→ Travail demandé
Restituez mot pour mot l'intégralité du texte sur les méthodes locales de conservation des aliments.

→ Texte source
____________________
6. Les méthodes de conservation locales : vecteur de sécurité alimentaire
23
Tous ces fruits et légumes, qu'ils soient cultivés ou spontanés, sont ramassés par les familles qui
les consomment soit à l'état frais ou transformé. C'est le cas des coings, myrtilles, carroubes,
câpres ou d'autres produits. Selon les quantités ramassées et la saison, une partie de ces récoltes
sont transformées afin de pouvoir les conserver plus longtemps. Toutes les familles pratiquent
ces méthodes. Elles sont souvent opérées par les femmes qui ont hérités les techniques de leurs
ainées et ne ménagent aucun effort pour les transmettre aux jeunes générations.
Encadré 6
Les modes de conservation des produits des jardins pratiqués par les paysans et leurs
ménages se font de manière artisanale sans conservateurs chimiques ajoutés. Ils
emploient dans environ 50% des cas le séchage au soleil, 20% dans de l'huile, 25% par
la cuisson (confitures) et 5% par le sel et le vinaigre. La viande est exclusivement séchée
au soleil avec ajout de sel et de condiments (gueddid). Elle se prépare à l'occasion de la
fête annuelle du mouton (rite musulman) et sert à cuisiner des plats liquides (soupes)
et piquants qu'ils consomment pendant l'hiver pour les aider à supporter le froid. Ces
pratiques de conservation sont héritées dans 80% et transmises de mère en fille et dans
seulement 20% par les formations.
Photo7 : Câprier à l’état spontané
Dans le cas particulier des figues, certaines quantités des figues de deuxième génération
(Karmous) sont destinées au séchage (solaire) ou à l’élaboration de la confiture. La préparation
des figues à l'opération de séchage consiste à les ouvrir en deux lobes et exposer la face fraiche
au soleil. Les morceaux sont disposés les unes à coté des autres sur une grille perforée en
plastique qui permet la circulation de l'air et le passage des rayons lumineux.
____________________
→ Enregistrements fournis

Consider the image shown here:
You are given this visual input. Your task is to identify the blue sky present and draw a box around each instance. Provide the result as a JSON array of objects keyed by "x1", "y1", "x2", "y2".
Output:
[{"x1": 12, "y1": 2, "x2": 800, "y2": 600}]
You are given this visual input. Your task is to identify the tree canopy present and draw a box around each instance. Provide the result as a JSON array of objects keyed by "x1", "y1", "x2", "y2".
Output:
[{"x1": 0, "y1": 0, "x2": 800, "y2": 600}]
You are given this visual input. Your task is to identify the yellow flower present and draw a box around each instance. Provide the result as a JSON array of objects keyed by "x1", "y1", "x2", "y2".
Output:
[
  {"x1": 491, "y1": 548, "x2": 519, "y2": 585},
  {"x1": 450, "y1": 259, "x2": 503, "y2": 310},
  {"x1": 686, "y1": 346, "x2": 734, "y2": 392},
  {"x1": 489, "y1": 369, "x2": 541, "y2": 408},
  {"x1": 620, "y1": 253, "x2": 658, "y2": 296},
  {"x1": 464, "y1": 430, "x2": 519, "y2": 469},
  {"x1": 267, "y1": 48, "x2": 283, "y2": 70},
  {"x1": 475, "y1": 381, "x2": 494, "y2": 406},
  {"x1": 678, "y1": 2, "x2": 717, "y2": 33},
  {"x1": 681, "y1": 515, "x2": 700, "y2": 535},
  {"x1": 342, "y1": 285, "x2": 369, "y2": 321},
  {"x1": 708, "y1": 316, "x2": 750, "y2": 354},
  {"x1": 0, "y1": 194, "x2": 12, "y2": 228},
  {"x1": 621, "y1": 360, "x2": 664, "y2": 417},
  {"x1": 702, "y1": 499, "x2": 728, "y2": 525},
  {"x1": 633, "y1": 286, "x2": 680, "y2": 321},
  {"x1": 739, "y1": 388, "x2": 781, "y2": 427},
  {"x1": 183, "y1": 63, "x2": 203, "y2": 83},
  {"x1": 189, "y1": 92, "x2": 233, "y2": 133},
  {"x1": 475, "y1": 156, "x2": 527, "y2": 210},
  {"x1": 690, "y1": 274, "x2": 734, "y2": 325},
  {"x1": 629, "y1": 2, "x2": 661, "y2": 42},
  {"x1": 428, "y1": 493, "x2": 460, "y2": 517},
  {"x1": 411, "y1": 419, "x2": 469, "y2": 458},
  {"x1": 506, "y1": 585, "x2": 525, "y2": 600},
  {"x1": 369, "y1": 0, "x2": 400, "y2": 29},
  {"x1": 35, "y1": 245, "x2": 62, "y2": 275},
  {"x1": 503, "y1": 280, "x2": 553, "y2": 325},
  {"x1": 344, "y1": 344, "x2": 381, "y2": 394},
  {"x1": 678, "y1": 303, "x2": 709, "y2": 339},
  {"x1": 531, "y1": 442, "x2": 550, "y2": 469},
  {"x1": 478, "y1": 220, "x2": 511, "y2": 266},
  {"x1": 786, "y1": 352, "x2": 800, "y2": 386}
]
____________________
→ Réponse attendue
6. Les méthodes de conservation locales : vecteur de sécurité alimentaire
23
Tous ces fruits et légumes, qu'ils soient cultivés ou spontanés, sont ramassés par les familles qui
les consomment soit à l'état frais ou transformé. C'est le cas des coings, myrtilles, carroubes,
câpres ou d'autres produits. Selon les quantités ramassées et la saison, une partie de ces récoltes
sont transformées afin de pouvoir les conserver plus longtemps. Toutes les familles pratiquent
ces méthodes. Elles sont souvent opérées par les femmes qui ont hérités les techniques de leurs
ainées et ne ménagent aucun effort pour les transmettre aux jeunes générations.
Encadré 6
Les modes de conservation des produits des jardins pratiqués par les paysans et leurs
ménages se font de manière artisanale sans conservateurs chimiques ajoutés. Ils
emploient dans environ 50% des cas le séchage au soleil, 20% dans de l'huile, 25% par
la cuisson (confitures) et 5% par le sel et le vinaigre. La viande est exclusivement séchée
au soleil avec ajout de sel et de condiments (gueddid). Elle se prépare à l'occasion de la
fête annuelle du mouton (rite musulman) et sert à cuisiner des plats liquides (soupes)
et piquants qu'ils consomment pendant l'hiver pour les aider à supporter le froid. Ces
pratiques de conservation sont héritées dans 80% et transmises de mère en fille et dans
seulement 20% par les formations.
Photo7 : Câprier à l’état spontané
Dans le cas particulier des figues, certaines quantités des figues de deuxième génération
(Karmous) sont destinées au séchage (solaire) ou à l’élaboration de la confiture. La préparation
des figues à l'opération de séchage consiste à les ouvrir en deux lobes et exposer la face fraiche
au soleil. Les morceaux sont disposés les unes à coté des autres sur une grille perforée en
plastique qui permet la circulation de l'air et le passage des rayons lumineux.